Given records
+---+
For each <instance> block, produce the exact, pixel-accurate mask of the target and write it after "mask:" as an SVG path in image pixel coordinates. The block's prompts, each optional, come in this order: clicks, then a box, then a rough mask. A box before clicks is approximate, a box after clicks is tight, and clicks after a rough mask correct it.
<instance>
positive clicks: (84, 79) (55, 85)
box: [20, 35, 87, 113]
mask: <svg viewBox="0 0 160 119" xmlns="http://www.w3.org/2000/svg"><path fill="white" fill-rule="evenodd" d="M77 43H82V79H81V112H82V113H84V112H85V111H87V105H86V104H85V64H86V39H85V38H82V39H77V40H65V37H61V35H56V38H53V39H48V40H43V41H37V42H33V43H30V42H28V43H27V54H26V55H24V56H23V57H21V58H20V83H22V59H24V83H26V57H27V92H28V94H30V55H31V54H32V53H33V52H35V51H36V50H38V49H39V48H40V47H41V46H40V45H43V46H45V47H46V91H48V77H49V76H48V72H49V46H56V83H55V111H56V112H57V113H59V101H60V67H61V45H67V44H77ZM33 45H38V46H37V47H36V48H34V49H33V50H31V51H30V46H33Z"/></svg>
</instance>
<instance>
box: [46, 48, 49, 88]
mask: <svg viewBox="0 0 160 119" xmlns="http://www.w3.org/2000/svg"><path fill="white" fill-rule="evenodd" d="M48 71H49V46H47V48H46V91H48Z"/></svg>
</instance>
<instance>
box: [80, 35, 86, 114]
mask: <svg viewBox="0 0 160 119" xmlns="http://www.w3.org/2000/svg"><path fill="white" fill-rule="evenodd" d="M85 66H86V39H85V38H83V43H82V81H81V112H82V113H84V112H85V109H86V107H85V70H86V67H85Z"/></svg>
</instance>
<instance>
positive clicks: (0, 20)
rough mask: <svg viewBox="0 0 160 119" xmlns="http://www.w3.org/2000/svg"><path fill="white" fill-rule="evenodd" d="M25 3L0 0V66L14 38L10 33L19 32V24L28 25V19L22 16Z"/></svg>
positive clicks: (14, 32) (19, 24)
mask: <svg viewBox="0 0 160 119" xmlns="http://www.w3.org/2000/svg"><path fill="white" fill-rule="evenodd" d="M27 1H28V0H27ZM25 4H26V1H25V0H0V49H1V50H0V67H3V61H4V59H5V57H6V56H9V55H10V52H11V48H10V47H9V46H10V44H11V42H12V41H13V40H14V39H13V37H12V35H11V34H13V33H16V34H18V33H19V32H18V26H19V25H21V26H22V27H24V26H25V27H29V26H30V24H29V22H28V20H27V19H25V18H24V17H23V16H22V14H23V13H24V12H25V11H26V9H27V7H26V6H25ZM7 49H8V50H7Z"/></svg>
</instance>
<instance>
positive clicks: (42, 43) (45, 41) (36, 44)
+---+
Gather every line of the material above that contains the string "http". Case must match.

Answer box
mask: <svg viewBox="0 0 160 119" xmlns="http://www.w3.org/2000/svg"><path fill="white" fill-rule="evenodd" d="M77 43H82V79H81V112H82V113H84V112H85V111H87V105H86V104H85V64H86V39H85V38H82V39H77V40H65V37H61V35H56V38H53V39H48V40H43V41H37V42H33V43H30V42H28V43H27V54H26V55H24V56H23V57H21V58H20V83H22V59H24V83H26V57H27V92H28V94H30V55H31V54H32V53H33V52H35V51H36V50H38V49H39V48H40V47H41V46H40V45H43V46H45V47H46V91H48V77H49V76H48V72H49V46H56V83H55V111H56V112H57V113H59V101H60V67H61V45H67V44H77ZM33 45H38V46H37V47H36V48H34V49H33V50H31V51H30V46H33Z"/></svg>
mask: <svg viewBox="0 0 160 119" xmlns="http://www.w3.org/2000/svg"><path fill="white" fill-rule="evenodd" d="M48 71H49V46H47V48H46V91H48Z"/></svg>
mask: <svg viewBox="0 0 160 119" xmlns="http://www.w3.org/2000/svg"><path fill="white" fill-rule="evenodd" d="M85 66H86V39H85V38H83V43H82V81H81V112H82V113H84V112H85V109H86V107H85V70H86V67H85Z"/></svg>
rough mask: <svg viewBox="0 0 160 119" xmlns="http://www.w3.org/2000/svg"><path fill="white" fill-rule="evenodd" d="M25 3L0 0V66L14 38L10 33L19 32V24L28 25V19L22 16Z"/></svg>
mask: <svg viewBox="0 0 160 119" xmlns="http://www.w3.org/2000/svg"><path fill="white" fill-rule="evenodd" d="M27 1H28V0H27ZM25 4H26V1H25V0H0V49H1V50H0V67H3V61H4V59H5V57H6V56H9V55H10V52H11V48H10V47H9V46H10V44H11V42H12V41H13V40H14V39H13V37H12V35H11V34H13V33H16V34H18V33H19V32H18V26H19V25H21V26H22V27H24V26H25V27H29V26H30V24H29V22H28V20H27V19H25V18H24V17H23V16H22V14H23V13H24V12H25V11H26V9H27V7H26V6H25ZM7 49H8V50H7Z"/></svg>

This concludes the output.